Materials and Methods

Participants

Twenty-eight female native speakers of Dutch between the ages of 19 and 26 (μ = 21.63), all with healthy vision and hearing, participated in the experiment. In order to minimize large between-speaker differences, only female participants were invited to participate. All 28 participated in the production task. One participant was selected to be the “average” model speaker, leaving 27 participants for the identification task, which was performed approximately one week after the production task.

Ethics Declaration

Ethical approval for this study was obtained from the Ethics Committee of the Social Sciences Faculty of Radboud University. Written consent was obtained from each participant on the first day of the study. Participants were informed that their participation was voluntary and that they were free to withdraw from the study at any time without any negative repercussions and without needing to specify any reason for withdrawal. All participants were reimbursed for their participation.

Stimuli

The stimulus set of 120 Dutch words was based on English materials developed for speech-in-noise recognition experiments by Bradlow and Pisoni [39]. 35 phonemic segments were represented in this set of words, though with different frequencies (e.g., /z/ appears in 10 words, while /b/ appears in only 6 words). Words in the stimulus set were divided into two groups according to frequency, phonological neighborhood density, and the average frequency of their phonological neighbors. Phonological neighbors were defined as words that differed from the target word by the deletion, addition, or substitution of a single phoneme. “Easy” words were those that had high frequency (μ = 226.53 per million), few phonological neighbors (μ = 9.2), and low neighborhood frequency (average frequency of all phonological neighbors; μ = 46.49 per million). “Hard” words, on the other hand, had relatively low frequency (μ = 16.71), larger phonological neighborhoods (μ = 20.85), and higher neighborhood frequency (μ = 470.98 per million). Thus, Easy words were likely to stand out as there were no or relatively few similar sounding words, while Hard words were more likely to be confused with more frequent, similar sounding words. Pilot tests confirmed that participants correctly recognized noise-vocoded versions of the Easy words more often than Hard words, validating the use of these parameters to distinguish the two conditions. All words utilized in this experiment were classified as 100% familiar according to a 559-participant age-of-acquisition study [40].
#####
▸ Opdrachten:
(a) Vertaal de zin "All participants were reimbursed for their participation." uit de leestekst in het Nederlands.
(b) Zet alle regels van de records uit in een Markdown-tabel met de kolommen "nr" en "Regel", zonder lege regels. Laat de afbeeldingen in je antwoord weg.
De leestekst en de records hebben niets met elkaar te maken.

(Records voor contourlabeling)
#####
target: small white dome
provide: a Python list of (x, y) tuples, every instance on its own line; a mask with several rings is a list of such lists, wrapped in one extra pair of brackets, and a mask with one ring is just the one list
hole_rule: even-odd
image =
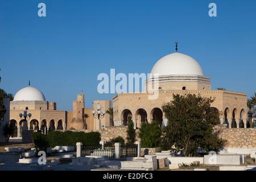
[(152, 68), (151, 73), (204, 76), (201, 66), (194, 59), (177, 52), (161, 58)]
[(14, 96), (14, 101), (45, 101), (43, 93), (38, 89), (27, 86), (19, 90)]

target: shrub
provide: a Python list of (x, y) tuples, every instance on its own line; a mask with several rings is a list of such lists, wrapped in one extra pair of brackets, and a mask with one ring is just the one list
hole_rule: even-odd
[(98, 145), (101, 140), (98, 132), (84, 133), (66, 131), (50, 131), (47, 135), (51, 147), (56, 146), (76, 146), (77, 142), (82, 142), (84, 146)]
[(159, 147), (161, 135), (161, 128), (157, 122), (153, 122), (152, 123), (142, 122), (139, 132), (142, 147), (150, 148)]
[(136, 141), (136, 132), (134, 130), (134, 124), (133, 120), (130, 119), (127, 123), (128, 129), (127, 130), (127, 143), (128, 144), (133, 144)]
[(115, 143), (121, 143), (121, 145), (125, 144), (125, 140), (122, 136), (118, 136), (116, 138), (113, 138), (108, 142), (108, 144), (113, 145)]
[(49, 144), (45, 135), (39, 132), (34, 132), (32, 134), (32, 138), (35, 144), (35, 148), (36, 151), (36, 153), (39, 151), (47, 152), (47, 149), (49, 147)]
#####
▸ Antwoorden per opdracht:
(a) Alle deelnemers kregen een vergoeding voor hun deelname.

(b)
| nr | Regel |
|---|---|
| 1 | target: small white dome |
| 2 | provide: a Python list of (x, y) tuples, every instance on its own line; a mask with several rings is a list of such lists, wrapped in one extra pair of brackets, and a mask with one ring is just the one list |
| 3 | hole_rule: even-odd |
| 4 | image = |
| 5 | [(152, 68), (151, 73), (204, 76), (201, 66), (194, 59), (177, 52), (161, 58)] |
| 6 | [(14, 96), (14, 101), (45, 101), (43, 93), (38, 89), (27, 86), (19, 90)] |
| 7 | target: shrub |
| 8 | provide: a Python list of (x, y) tuples, every instance on its own line; a mask with several rings is a list of such lists, wrapped in one extra pair of brackets, and a mask with one ring is just the one list |
| 9 | hole_rule: even-odd |
| 10 | [(98, 145), (101, 140), (98, 132), (84, 133), (66, 131), (50, 131), (47, 135), (51, 147), (56, 146), (76, 146), (77, 142), (82, 142), (84, 146)] |
| 11 | [(159, 147), (161, 135), (161, 128), (157, 122), (153, 122), (152, 123), (142, 122), (139, 132), (142, 147), (150, 148)] |
| 12 | [(136, 141), (136, 132), (134, 130), (134, 124), (133, 120), (130, 119), (127, 123), (128, 129), (127, 130), (127, 143), (128, 144), (133, 144)] |
| 13 | [(115, 143), (121, 143), (121, 145), (125, 144), (125, 140), (122, 136), (118, 136), (116, 138), (113, 138), (108, 142), (108, 144), (113, 145)] |
| 14 | [(49, 144), (45, 135), (39, 132), (34, 132), (32, 134), (32, 138), (35, 144), (35, 148), (36, 151), (36, 153), (39, 151), (47, 152), (47, 149), (49, 147)] |